# [DIRECTIONS FOR THIS TASK]
From the rows below, pull out every line that contains the string "wing". Case matters.

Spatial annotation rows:
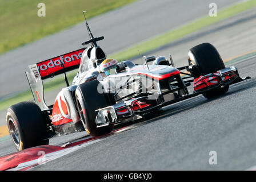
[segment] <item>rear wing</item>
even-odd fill
[[[34,100],[42,110],[47,110],[42,80],[78,68],[85,48],[29,65],[26,72]]]
[[[78,68],[85,49],[81,48],[37,63],[42,79],[44,80]]]

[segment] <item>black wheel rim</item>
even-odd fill
[[[9,118],[8,119],[8,125],[9,127],[10,134],[14,144],[18,146],[19,146],[19,135],[16,125],[13,121],[13,119]]]

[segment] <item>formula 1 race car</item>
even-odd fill
[[[29,66],[26,75],[34,101],[8,109],[10,135],[18,150],[48,144],[56,134],[86,130],[93,136],[110,133],[117,123],[134,121],[161,107],[202,94],[211,98],[245,79],[235,67],[226,68],[210,43],[189,51],[189,65],[175,68],[169,55],[144,56],[145,64],[106,59],[85,16],[91,46]],[[149,64],[150,63],[150,64]],[[66,73],[78,69],[70,86]],[[186,72],[182,72],[186,70]],[[63,74],[67,86],[53,105],[44,99],[42,80]],[[185,75],[183,76],[182,75]],[[194,83],[194,92],[187,86]]]

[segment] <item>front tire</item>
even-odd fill
[[[97,127],[95,119],[98,111],[95,110],[114,104],[113,97],[105,93],[99,93],[98,86],[102,86],[102,85],[97,80],[92,80],[78,85],[75,91],[80,119],[86,131],[92,136],[109,133],[113,129],[113,125]]]
[[[194,78],[200,76],[216,72],[226,68],[224,63],[216,48],[209,43],[203,43],[191,48],[189,52],[189,64],[197,67]],[[210,99],[223,94],[229,90],[229,86],[207,91],[203,96]]]
[[[43,114],[33,101],[22,102],[10,106],[6,120],[10,135],[17,150],[49,144]]]

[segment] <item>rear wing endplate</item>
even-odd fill
[[[79,68],[85,48],[29,65],[26,75],[34,100],[42,110],[49,109],[45,104],[42,80]]]

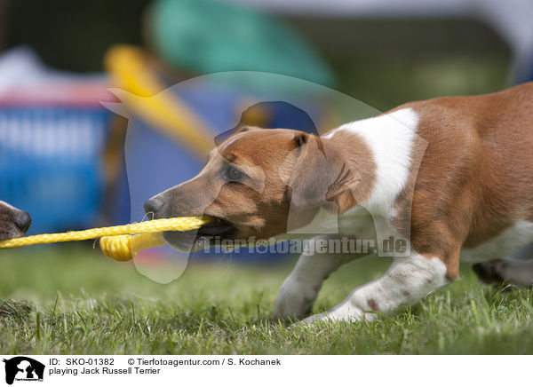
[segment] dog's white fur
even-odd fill
[[[370,148],[377,164],[377,184],[369,200],[343,214],[338,222],[338,232],[349,230],[359,238],[369,238],[376,230],[378,246],[390,235],[396,235],[391,224],[394,217],[394,202],[405,187],[410,168],[414,161],[412,146],[417,136],[418,122],[417,113],[411,108],[394,111],[354,122],[346,123],[326,134],[331,138],[343,131],[356,133],[364,138]],[[324,213],[316,222],[321,225],[337,225],[337,215],[324,218]],[[313,226],[311,226],[311,229]],[[309,226],[306,227],[309,230]],[[295,233],[302,232],[298,230]],[[330,232],[336,232],[330,229]],[[320,239],[321,237],[317,237]],[[482,262],[502,257],[509,251],[533,241],[533,224],[518,222],[505,233],[479,248],[462,252],[461,258],[466,262]],[[279,318],[296,318],[306,314],[314,304],[322,281],[340,265],[357,257],[346,254],[302,255],[283,282],[274,310]],[[518,284],[533,282],[533,263],[524,265],[507,260],[508,279]],[[401,304],[413,304],[427,294],[449,282],[446,276],[446,265],[437,257],[428,259],[410,250],[408,257],[395,257],[389,270],[381,277],[356,288],[342,303],[330,310],[304,320],[302,323],[320,320],[354,320],[376,316],[372,309],[380,312],[394,311]]]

# [THE COMPLETED TASK]
[segment] <item>rear wing</item>
[segment] <item>rear wing endplate</item>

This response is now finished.